- **TEKS HALAMAN**:
● ● ● ●
Bali – Hadirnya perusahaan pembiayaan berbasis teknologi atau financial technology (fintech) memberikan warna tersendiri bagi industri jasa keuangan di Tanah Air. Bagi kelompok usaha mikro, kecil dan menengah (UMKM) fintech menjadi sumber pembiayaan baru karena beberapa hal yang ditawarkan fintech sehingga dengan mudah menyasar UMKM.
Ketentuan yang mewajibkan perbankan untuk memberikan pembiayaan kepada UMKM hingga 30% dari total kreditnya, bukan hal yang mudah bagi beberapa bank.
Menurut Munawar Kasan, Deputi Direktur Pengaturan, Penelitian, dan Pengembangan Fintech Otoritas Jasa Keuangan (OJK), kondisi ini sulit dipenuhi oleh beberapa bank. “Ketentuan ini mendorong perbankan bekerja sama dengan fintech dan memberikan nilai tambah bagi UMKM,” ujar Munawar dalam acara Rebranding Asosiasi Fintech Pendanaan Bersama Indonesia (AFPI) di Bali pada 10 Desember 2021.
● ● ● ●
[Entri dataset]
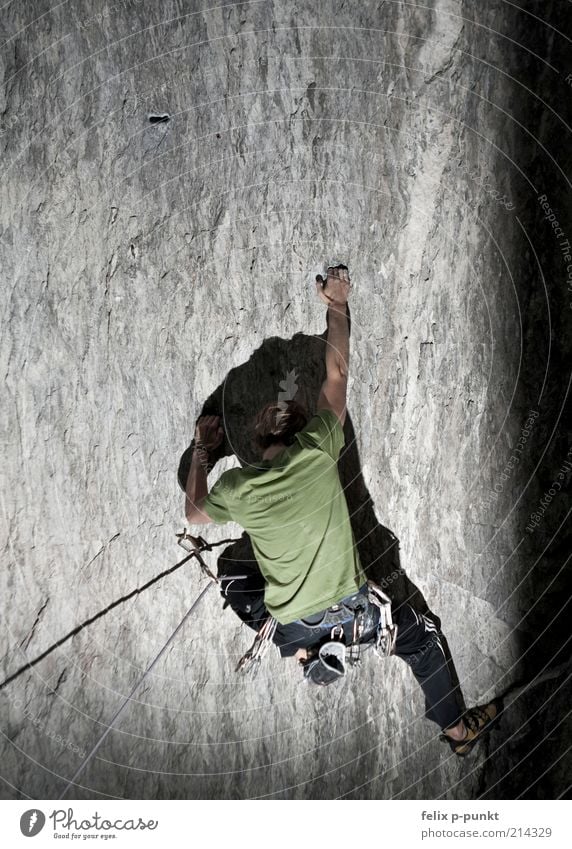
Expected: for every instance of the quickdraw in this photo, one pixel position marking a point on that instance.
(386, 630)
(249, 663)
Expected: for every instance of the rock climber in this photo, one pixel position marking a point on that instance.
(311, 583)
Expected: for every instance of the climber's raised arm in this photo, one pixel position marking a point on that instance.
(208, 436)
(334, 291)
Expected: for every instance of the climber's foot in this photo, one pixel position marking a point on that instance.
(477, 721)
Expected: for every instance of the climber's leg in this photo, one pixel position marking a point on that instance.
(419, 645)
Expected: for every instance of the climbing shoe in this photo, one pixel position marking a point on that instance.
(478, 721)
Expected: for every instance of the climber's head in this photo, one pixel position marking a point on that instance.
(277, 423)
● ● ● ●
- **SOAL DAN TUGAS**:
1: Tuliskan semua singkatan yang ada di dalam tanda kurung pada teks tentang fintech bagi UMKM, masing-masing dengan kepanjangannya.
2: Tulis ulang tanpa mengubah apa pun bagian teks tentang fintech bagi UMKM yang dimulai dari kata-kata yang memuat "Menurut Munawar Kasan, Deputi" dan berakhir setelah "10 Desember 2021.".
3: Teruskan teks tentang fintech bagi UMKM mulai setelah kalimat terakhirnya.
Baris-baris data di atas diambil dari sumber lain.

- **JAWABAN TIAP TUGAS**:
1:
- fintech: financial technology
- UMKM: usaha mikro, kecil dan menengah
- OJK: Otoritas Jasa Keuangan
- AFPI: Asosiasi Fintech Pendanaan Bersama Indonesia

2:
Menurut Munawar Kasan, Deputi Direktur Pengaturan, Penelitian, dan Pengembangan Fintech Otoritas Jasa Keuangan (OJK), kondisi ini sulit dipenuhi oleh beberapa bank. “Ketentuan ini mendorong perbankan bekerja sama dengan fintech dan memberikan nilai tambah bagi UMKM,” ujar Munawar dalam acara Rebranding Asosiasi Fintech Pendanaan Bersama Indonesia (AFPI) di Bali pada 10 Desember 2021.

3:
Adrian Gunadi, Ketua Umum AFPI menyatakan bahwa tren industri fintech meningkat dengan adanya pandemi ini. Masyarakat memilih peer to peer (P2P) lending untuk alternatif pendanaan baik untuk yang bersifat produktif maupun konsumtif. Adrian menambahkan bahwa 55% pembiayaan fintech untuk sektor produktif. UMKM yang selama ini banyak mendapatkan pendanaan dari fintech menurut Adrian terdiri atas beberapa segmen yakni ultra mikro, mikro, kecil dan menengah.
“Di AFPI sendiri ada 44 platform pembiayaan dan masing-masing menyasar tingkat dan segmen yang berbeda,” ujar Adrian.
Perkembangan UMKM yang go digital, diharapkan mendorong anggota AFPI untuk menyasar sektor ini. Dengan bunga yang ditawarkan sebesar 11% – 24% tanpa jaminan, Adrian meyakini masih mampu bersaing dengan KUR yang bunganya 6% tetapi peminjam harus memenuhi beberapa ketentuan. “Pengusaha butuh pendanaan yang cepat, aman dan kompetitif,” pungkasnya.